#### Photo object pointing records
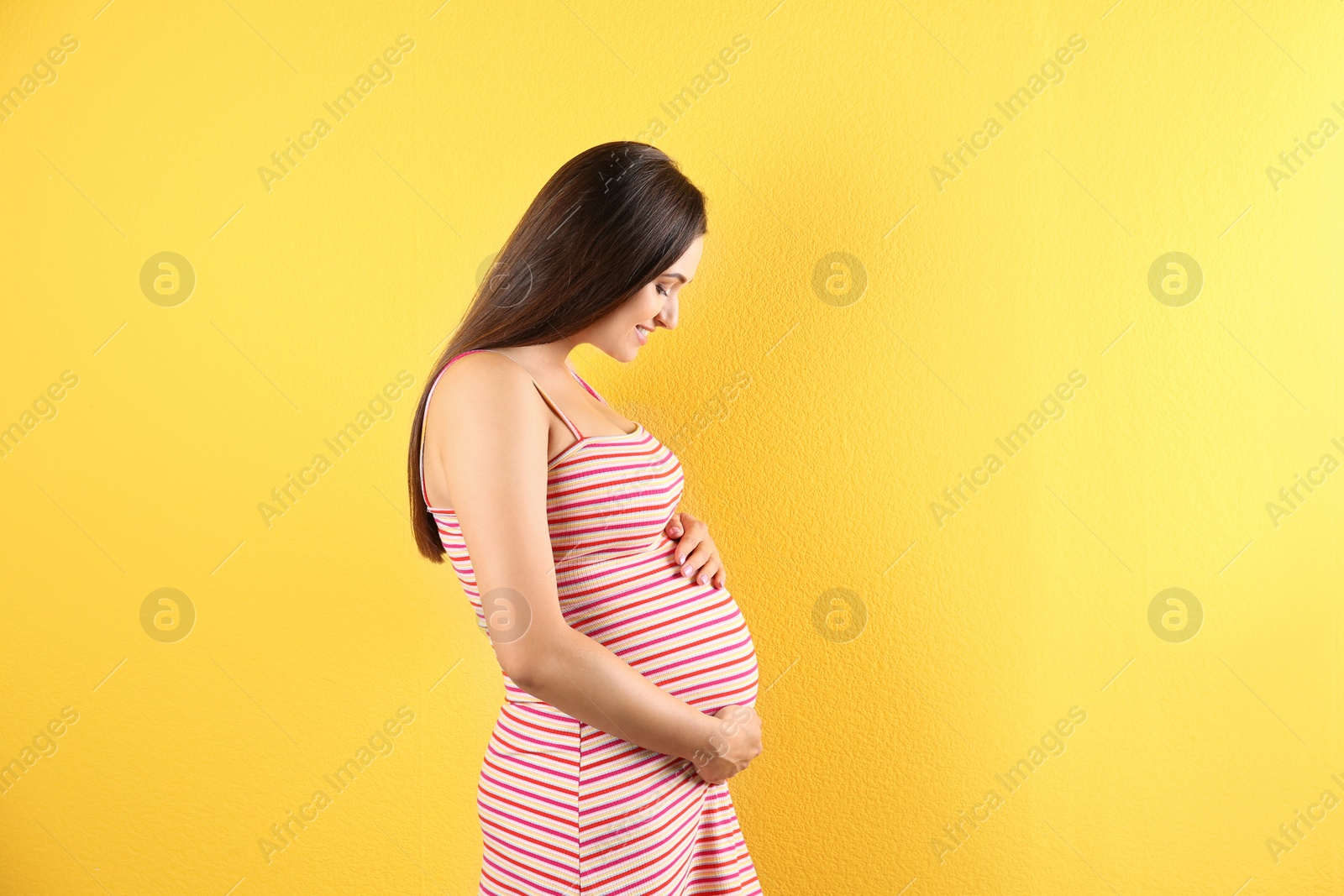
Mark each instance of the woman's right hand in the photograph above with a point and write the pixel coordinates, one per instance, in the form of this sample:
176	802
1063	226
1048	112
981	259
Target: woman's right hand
734	743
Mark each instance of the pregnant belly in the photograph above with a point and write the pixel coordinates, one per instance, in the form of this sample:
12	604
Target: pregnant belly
691	640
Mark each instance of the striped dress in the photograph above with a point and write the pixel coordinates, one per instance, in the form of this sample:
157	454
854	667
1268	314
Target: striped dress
564	808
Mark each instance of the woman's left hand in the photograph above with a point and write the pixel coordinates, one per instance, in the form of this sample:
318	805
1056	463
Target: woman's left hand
696	551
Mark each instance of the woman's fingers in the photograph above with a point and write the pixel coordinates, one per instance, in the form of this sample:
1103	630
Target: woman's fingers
703	553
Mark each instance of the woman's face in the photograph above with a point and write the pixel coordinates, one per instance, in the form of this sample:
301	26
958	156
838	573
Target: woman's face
629	327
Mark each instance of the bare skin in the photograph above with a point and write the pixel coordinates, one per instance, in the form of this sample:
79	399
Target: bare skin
488	441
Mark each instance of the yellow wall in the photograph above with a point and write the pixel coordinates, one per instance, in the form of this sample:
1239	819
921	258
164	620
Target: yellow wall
960	638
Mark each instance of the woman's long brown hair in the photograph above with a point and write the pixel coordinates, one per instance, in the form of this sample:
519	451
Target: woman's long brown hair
602	228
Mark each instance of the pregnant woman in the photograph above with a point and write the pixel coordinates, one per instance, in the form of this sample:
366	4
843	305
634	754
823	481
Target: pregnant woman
629	672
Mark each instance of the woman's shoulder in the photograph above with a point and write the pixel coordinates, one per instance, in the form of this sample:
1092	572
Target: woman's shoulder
479	380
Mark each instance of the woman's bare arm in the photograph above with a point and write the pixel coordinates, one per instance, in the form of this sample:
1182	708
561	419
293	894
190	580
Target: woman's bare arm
487	430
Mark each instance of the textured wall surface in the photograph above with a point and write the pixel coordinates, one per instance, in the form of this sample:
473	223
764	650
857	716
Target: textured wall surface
1010	389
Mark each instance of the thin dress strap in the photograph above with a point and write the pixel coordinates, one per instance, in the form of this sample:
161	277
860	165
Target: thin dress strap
428	399
544	396
591	391
554	406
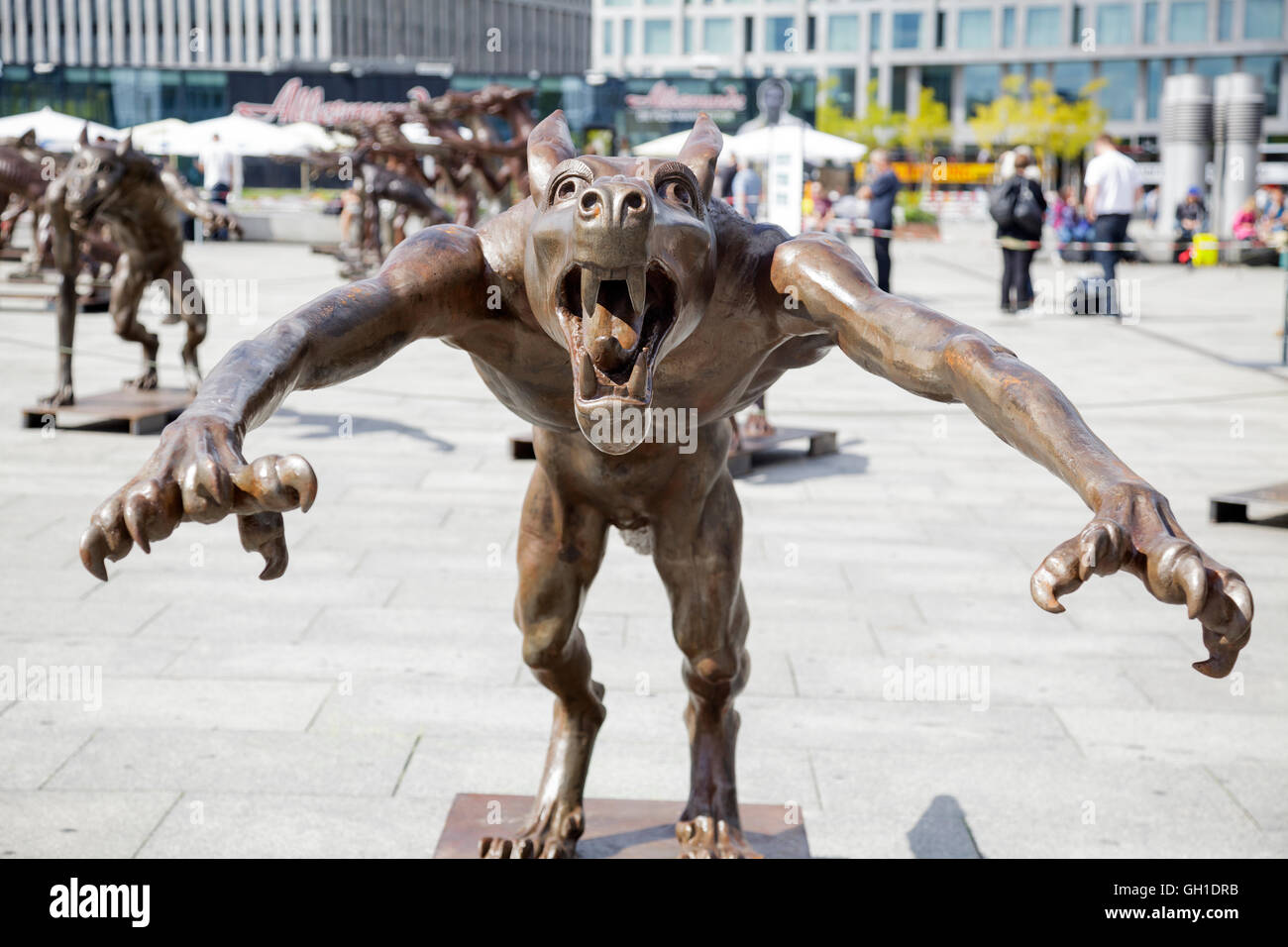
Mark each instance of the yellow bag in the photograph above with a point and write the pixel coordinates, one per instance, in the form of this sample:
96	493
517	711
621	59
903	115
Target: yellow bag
1207	249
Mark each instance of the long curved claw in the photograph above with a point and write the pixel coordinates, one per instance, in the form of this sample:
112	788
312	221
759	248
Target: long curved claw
94	552
278	483
266	534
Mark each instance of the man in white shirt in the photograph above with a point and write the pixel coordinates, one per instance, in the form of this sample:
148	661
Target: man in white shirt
217	165
1113	188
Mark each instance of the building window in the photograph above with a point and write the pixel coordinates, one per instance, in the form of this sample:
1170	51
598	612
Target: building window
717	35
842	34
1119	94
1042	26
841	85
1153	88
776	33
1113	25
1214	65
980	85
900	89
975	30
1068	78
1186	21
1225	21
1150	30
939	80
1262	20
1270	68
907	31
657	37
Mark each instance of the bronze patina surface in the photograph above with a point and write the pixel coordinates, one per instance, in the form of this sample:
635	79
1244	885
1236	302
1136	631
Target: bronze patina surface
138	200
621	287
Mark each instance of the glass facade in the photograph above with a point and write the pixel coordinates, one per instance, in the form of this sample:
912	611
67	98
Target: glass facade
657	37
1270	68
1262	20
1070	77
1186	21
1119	95
842	34
1113	25
1150	26
907	31
975	29
776	33
717	35
980	85
1042	26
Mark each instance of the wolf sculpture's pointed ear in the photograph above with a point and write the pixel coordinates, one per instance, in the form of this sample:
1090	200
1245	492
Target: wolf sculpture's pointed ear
549	144
700	150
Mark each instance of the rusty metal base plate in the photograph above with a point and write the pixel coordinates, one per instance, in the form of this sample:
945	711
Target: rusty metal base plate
140	412
1233	508
819	442
614	827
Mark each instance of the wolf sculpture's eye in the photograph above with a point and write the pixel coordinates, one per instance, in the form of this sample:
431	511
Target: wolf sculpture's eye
677	185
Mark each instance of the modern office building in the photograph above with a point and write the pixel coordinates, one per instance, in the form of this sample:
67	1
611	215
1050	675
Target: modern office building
958	48
501	37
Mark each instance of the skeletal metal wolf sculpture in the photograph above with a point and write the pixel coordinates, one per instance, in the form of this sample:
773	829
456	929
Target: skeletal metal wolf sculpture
140	201
625	289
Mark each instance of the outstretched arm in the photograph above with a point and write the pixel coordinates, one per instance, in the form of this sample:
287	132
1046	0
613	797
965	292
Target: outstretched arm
932	356
433	285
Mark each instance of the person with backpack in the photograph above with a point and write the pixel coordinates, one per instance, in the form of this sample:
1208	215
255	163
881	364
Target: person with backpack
1019	209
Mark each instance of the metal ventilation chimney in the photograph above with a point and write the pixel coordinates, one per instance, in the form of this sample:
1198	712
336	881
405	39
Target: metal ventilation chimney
1237	110
1186	141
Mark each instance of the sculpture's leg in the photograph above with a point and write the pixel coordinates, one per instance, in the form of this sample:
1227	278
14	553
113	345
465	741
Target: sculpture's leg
63	243
561	548
185	300
128	285
698	554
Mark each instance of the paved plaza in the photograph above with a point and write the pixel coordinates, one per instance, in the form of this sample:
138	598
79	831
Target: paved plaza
338	710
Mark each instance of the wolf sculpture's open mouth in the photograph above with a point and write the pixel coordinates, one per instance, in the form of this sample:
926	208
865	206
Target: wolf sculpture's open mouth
614	322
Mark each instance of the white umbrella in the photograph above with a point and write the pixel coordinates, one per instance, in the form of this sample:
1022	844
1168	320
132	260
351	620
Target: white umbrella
163	137
239	134
54	131
816	146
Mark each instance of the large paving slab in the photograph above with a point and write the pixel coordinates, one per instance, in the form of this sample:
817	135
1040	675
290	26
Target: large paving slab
339	710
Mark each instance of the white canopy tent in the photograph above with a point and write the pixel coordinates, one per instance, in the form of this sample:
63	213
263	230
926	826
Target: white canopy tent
54	131
759	145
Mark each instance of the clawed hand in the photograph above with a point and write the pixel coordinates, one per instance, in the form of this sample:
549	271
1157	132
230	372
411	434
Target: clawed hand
1134	530
198	474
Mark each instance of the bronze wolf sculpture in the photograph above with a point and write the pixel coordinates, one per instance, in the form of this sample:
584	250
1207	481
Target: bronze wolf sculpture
140	201
625	289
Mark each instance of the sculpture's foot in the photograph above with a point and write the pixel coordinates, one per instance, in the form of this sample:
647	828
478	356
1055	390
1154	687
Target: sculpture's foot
557	818
59	398
759	425
553	834
147	381
704	836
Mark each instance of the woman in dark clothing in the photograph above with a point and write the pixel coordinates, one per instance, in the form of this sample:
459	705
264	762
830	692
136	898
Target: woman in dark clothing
1019	211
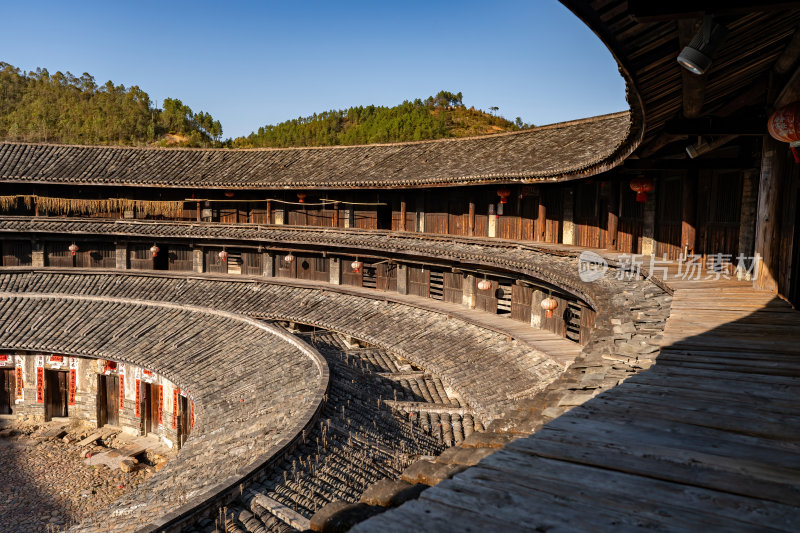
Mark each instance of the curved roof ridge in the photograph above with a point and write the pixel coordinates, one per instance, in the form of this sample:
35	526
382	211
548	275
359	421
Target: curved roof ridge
555	125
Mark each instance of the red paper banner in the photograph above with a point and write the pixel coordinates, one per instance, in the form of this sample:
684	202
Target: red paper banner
161	405
73	385
175	393
121	392
39	384
138	395
20	383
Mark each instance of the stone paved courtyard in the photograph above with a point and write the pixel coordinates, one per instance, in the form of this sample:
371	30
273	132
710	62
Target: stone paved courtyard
46	486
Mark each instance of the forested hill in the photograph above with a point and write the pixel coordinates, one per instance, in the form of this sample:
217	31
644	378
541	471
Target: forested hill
61	108
433	118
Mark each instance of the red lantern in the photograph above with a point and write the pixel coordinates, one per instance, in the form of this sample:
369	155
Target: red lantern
641	186
503	194
784	126
549	304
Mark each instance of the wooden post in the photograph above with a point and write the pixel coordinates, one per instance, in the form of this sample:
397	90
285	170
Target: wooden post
768	230
471	219
541	220
688	212
336	215
613	215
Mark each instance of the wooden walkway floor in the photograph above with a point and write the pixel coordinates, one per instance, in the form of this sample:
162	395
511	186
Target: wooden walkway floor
706	439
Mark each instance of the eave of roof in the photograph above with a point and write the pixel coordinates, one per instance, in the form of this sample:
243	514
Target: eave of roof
557	152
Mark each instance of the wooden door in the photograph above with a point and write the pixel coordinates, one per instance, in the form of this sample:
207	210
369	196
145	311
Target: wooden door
419	281
141	258
719	205
7	391
486	300
587	216
183	420
180	258
350	277
213	261
55	397
668	217
152	411
306	267
453	287
147	408
251	263
521	299
631	222
457	223
386	277
530	210
58	255
16	253
107	400
284	268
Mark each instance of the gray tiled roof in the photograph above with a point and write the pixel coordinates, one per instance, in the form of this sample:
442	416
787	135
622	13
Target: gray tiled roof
555	152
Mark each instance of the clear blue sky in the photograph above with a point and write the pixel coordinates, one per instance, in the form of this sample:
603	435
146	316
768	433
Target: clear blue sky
256	63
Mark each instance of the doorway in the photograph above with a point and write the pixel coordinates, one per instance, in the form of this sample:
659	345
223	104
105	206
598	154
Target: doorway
184	426
107	400
7	391
55	394
151	405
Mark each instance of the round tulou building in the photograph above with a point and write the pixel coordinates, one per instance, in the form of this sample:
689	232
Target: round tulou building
585	326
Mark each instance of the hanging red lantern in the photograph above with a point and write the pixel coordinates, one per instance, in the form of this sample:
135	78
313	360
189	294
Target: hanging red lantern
503	193
549	304
784	126
641	186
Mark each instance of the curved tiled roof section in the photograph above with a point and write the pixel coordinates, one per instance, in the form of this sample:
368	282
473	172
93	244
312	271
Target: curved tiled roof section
224	360
556	152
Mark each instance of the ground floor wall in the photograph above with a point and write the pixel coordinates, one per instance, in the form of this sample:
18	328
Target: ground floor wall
42	387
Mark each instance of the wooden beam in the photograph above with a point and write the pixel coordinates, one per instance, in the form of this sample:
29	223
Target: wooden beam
684	164
613	215
768	226
790	92
752	124
688	212
694	86
471	219
790	54
650	11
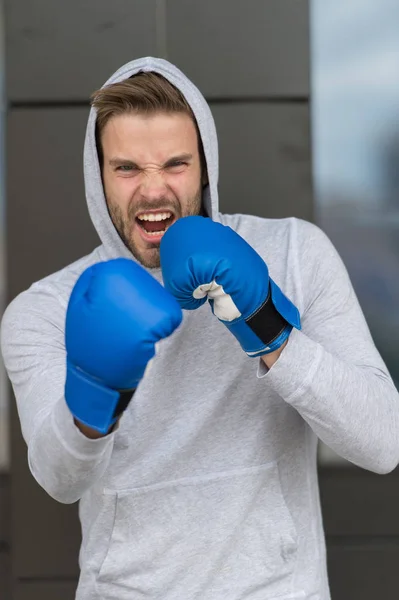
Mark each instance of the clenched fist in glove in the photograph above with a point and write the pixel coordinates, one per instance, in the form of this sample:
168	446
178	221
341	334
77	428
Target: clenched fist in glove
202	259
116	314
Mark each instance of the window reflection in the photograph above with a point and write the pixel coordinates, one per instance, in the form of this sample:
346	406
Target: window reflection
355	100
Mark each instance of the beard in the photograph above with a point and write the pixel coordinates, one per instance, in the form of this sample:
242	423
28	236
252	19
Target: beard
150	257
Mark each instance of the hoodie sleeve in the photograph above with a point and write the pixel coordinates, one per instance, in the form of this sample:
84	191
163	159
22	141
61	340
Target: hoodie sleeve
331	371
62	460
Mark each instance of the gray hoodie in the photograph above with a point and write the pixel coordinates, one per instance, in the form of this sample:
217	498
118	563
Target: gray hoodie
208	488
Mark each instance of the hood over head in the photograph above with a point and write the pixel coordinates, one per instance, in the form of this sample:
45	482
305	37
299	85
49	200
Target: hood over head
98	210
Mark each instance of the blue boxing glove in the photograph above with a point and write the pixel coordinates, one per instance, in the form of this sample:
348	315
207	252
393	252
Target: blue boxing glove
202	259
116	314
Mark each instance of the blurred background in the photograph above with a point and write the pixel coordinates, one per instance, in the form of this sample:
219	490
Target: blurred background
312	87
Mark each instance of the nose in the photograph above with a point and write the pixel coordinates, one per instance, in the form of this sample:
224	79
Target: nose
153	184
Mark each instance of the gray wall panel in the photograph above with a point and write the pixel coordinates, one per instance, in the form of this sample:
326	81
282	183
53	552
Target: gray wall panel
241	47
53	590
265	164
358	502
47	212
45	534
364	572
59	50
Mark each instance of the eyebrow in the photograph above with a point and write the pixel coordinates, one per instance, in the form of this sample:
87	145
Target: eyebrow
117	162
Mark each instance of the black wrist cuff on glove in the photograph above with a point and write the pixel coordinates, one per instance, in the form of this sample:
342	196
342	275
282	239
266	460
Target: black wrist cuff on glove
125	397
267	322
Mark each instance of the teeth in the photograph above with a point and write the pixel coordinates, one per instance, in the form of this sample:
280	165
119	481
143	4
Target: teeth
154	216
155	232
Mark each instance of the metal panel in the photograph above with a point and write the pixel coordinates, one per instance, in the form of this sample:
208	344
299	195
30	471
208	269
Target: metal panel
241	48
265	166
59	50
5	577
4	509
47	220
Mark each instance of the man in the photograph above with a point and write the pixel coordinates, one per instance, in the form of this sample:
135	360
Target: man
189	438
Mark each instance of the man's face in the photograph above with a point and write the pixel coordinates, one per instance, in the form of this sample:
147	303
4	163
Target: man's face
151	177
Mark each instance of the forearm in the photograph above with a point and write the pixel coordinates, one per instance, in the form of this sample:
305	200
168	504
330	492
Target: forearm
64	461
354	409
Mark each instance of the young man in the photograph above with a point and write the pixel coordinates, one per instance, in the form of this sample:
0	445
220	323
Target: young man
190	438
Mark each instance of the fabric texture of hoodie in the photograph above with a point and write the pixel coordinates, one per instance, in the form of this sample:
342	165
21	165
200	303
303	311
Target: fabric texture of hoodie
207	490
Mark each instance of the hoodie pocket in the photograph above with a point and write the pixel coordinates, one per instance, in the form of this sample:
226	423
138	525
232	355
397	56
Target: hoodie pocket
224	535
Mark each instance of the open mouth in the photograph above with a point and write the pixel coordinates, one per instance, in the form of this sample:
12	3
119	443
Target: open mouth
155	223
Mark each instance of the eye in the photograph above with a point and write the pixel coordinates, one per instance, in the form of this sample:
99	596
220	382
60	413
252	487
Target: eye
126	168
177	164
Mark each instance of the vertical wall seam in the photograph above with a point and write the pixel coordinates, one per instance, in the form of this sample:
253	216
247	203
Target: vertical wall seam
160	27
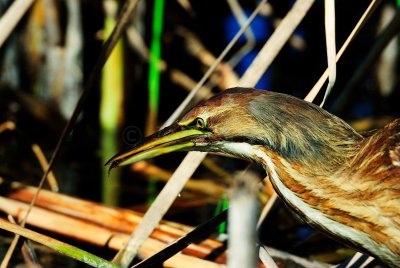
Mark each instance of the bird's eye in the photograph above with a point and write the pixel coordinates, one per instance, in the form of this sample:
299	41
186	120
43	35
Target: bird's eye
200	123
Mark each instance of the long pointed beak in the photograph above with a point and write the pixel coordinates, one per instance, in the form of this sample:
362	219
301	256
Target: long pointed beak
170	139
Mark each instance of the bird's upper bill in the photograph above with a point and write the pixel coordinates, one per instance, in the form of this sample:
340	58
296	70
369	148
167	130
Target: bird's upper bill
177	137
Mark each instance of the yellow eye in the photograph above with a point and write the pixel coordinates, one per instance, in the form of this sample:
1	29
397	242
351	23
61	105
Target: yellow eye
200	123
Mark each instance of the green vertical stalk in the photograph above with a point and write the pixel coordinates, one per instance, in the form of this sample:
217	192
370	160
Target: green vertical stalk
154	78
110	113
154	65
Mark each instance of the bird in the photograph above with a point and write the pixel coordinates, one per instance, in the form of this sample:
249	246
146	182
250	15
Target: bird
338	181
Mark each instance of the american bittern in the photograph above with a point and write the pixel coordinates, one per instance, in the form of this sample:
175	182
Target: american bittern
338	181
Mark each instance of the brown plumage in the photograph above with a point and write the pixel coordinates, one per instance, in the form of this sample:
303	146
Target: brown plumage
336	180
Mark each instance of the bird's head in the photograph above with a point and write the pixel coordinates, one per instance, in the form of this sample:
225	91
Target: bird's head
239	121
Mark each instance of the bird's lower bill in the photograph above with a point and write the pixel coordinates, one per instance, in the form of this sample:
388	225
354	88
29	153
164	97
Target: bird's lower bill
162	142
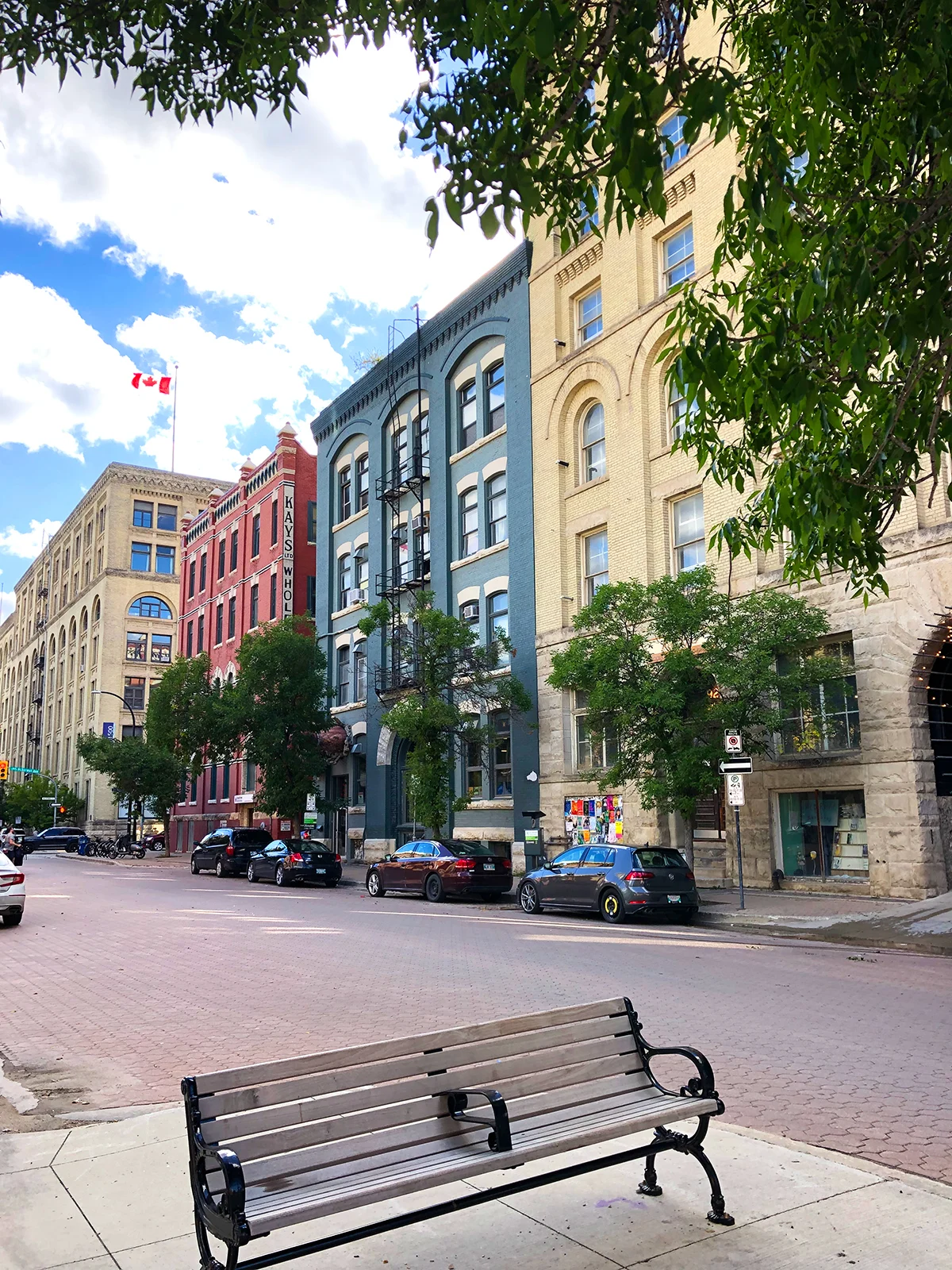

#### Your instructions
Gather every line in the items above that contains the string "forested", and copy each one in full.

#### In response
Mark each instance of the forested hill in the photograph above with a point and write the pixel coordinates, one per instance, in the form of this sample:
Target: forested hill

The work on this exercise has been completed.